| 抜粋 |
(1)夏の無理なダイエットは禁物…猛暑疲れに拍車をかける
「間違ったダイエットは栄養バランスを崩し、健康や美容にも悪く、“猛暑疲れ”に拍車をかけます。ただでさえ、日本の女性はやせ過ぎ。この時期の無理なダイエットはお勧めできません」(矢端医師)
実際、日本女性は先進国でも低体重の割合が高く、20代の20~25%が低体重といわれています。実は今、若い女性の低体重に医療界から心配の声が上がっているのです。
今年4月、日本肥満学会は閉経前の女性の低体重、低栄養を病的な状態、症候群と位置づけるという声明を出しました。
新しい症候群の名称は「女性の低体重/低栄養症候群」(FUS)で、低体重や低栄養が女性の健康を害する要因であると明言しています(「閉経前までの成人女性における低体重や低栄養による健康課題-新たな症候群の確立について-」日本肥満学会・女性の低体重/低栄養症候群ワーキンググループ)。
このワーキンググループには、他にも、日本骨粗鬆症学会、日本産科婦人科学会、日本小児内分泌学会、日本女性医学学会、日本心理学会が参加しており、医療界あげて低栄養リスクの深刻さを問題視していることがわかります。同学会では低栄養状態になると、ビタミン・ミネラル不足になりやすく、貧血、傷の治りが遅くなる、免疫機能の低下、味覚障害、骨粗しょう症や骨折リスクを招くと注意喚起しています。

| 作業内容 |
a) 上の抜粋について、次の問いにそれぞれ答えよ。
(i) 日本の20代女性のうち、低体重とされる割合はどれくらいか。
(ii) 日本肥満学会が声明を出したのはいつか。
(iii) 新しい症候群の名称は何か。
b) 上の抜粋の「このワーキンググループには」で始まる段落を、主な事実を残して箇条書きに書き直せ。

| 提供情報 |
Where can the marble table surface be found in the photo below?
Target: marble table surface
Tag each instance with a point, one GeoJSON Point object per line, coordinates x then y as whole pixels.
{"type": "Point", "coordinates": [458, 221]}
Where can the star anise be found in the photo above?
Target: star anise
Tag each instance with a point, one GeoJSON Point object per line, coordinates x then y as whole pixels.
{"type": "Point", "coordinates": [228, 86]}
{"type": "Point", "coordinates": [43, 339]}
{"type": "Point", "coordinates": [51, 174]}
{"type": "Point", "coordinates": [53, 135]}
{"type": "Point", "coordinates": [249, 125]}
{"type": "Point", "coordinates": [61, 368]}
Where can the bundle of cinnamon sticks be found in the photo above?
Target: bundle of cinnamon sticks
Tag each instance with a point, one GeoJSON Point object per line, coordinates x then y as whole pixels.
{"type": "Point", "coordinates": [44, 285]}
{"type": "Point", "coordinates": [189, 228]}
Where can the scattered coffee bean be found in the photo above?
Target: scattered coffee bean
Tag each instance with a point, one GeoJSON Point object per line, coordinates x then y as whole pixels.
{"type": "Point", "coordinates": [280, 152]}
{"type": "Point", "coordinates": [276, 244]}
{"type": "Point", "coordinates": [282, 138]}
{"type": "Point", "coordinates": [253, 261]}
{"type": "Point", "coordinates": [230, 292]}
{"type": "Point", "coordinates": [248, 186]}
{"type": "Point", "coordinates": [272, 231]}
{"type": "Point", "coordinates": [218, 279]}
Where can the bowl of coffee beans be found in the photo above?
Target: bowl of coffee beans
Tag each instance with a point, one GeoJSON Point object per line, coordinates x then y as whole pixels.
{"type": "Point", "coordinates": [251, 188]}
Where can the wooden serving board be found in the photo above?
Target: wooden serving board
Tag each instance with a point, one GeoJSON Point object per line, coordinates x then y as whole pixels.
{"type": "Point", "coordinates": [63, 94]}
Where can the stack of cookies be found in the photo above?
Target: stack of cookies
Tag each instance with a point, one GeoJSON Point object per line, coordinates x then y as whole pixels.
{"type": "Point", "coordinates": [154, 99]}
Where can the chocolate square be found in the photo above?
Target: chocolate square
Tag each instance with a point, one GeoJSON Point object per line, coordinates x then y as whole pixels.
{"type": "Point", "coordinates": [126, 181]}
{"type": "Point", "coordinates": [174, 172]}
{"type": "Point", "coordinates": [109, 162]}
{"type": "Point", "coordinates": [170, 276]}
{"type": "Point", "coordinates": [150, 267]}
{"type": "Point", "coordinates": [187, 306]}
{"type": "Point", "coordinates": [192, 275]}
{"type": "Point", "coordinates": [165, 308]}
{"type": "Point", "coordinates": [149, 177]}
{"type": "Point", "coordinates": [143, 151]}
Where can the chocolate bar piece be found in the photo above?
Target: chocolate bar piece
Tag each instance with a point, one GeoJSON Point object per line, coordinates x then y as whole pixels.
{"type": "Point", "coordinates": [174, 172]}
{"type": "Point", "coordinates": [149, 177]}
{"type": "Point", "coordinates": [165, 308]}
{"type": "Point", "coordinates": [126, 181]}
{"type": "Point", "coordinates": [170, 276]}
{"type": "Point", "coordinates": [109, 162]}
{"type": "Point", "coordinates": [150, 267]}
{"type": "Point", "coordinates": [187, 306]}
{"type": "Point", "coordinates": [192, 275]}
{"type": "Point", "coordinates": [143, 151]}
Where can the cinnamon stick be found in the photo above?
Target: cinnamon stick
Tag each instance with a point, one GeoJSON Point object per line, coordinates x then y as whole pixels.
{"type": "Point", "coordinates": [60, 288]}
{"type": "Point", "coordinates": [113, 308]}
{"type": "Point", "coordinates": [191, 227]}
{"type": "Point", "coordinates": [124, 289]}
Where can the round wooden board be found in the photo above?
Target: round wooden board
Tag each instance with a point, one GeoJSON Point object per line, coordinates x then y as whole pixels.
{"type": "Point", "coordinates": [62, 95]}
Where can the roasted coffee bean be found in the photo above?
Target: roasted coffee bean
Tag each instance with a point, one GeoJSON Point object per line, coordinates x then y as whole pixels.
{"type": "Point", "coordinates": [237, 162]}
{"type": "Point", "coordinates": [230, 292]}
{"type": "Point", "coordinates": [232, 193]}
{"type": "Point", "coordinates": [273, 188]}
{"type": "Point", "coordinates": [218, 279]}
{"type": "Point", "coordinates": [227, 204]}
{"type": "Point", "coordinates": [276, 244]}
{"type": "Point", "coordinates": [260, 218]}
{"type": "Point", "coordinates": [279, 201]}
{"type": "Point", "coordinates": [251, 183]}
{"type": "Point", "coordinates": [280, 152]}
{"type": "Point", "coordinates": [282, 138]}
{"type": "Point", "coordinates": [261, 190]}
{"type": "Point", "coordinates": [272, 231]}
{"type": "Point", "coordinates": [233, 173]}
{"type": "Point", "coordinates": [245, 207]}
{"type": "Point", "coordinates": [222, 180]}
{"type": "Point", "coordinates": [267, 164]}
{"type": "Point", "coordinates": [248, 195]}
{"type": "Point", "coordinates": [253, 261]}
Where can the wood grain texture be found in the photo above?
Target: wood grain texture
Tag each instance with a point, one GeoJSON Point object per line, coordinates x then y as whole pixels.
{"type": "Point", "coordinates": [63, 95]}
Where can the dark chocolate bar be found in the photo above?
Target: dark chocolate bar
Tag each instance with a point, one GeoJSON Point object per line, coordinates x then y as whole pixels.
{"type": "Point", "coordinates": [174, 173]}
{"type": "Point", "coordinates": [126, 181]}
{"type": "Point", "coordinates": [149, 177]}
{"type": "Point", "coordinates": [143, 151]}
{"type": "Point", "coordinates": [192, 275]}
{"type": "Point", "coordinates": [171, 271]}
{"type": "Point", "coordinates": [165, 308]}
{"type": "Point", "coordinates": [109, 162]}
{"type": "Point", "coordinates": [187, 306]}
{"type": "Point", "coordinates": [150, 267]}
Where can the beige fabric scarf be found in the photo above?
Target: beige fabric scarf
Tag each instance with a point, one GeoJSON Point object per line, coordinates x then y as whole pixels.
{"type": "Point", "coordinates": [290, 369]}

| 作業別の解答 |
a)
(i) 20~25%
(ii) 今年4月
(iii) 「女性の低体重/低栄養症候群」(FUS)

b)
- ワーキンググループには日本肥満学会のほか、日本骨粗鬆症学会、日本産科婦人科学会、日本小児内分泌学会、日本女性医学学会、日本心理学会が参加している。
- 医療界をあげて低栄養リスクの深刻さを問題視している。
- 同学会の注意喚起によると、低栄養状態ではビタミン・ミネラルが不足しやすい。
- その結果、貧血、傷の治りの遅れ、免疫機能の低下、味覚障害、骨粗しょう症や骨折のリスクを招く。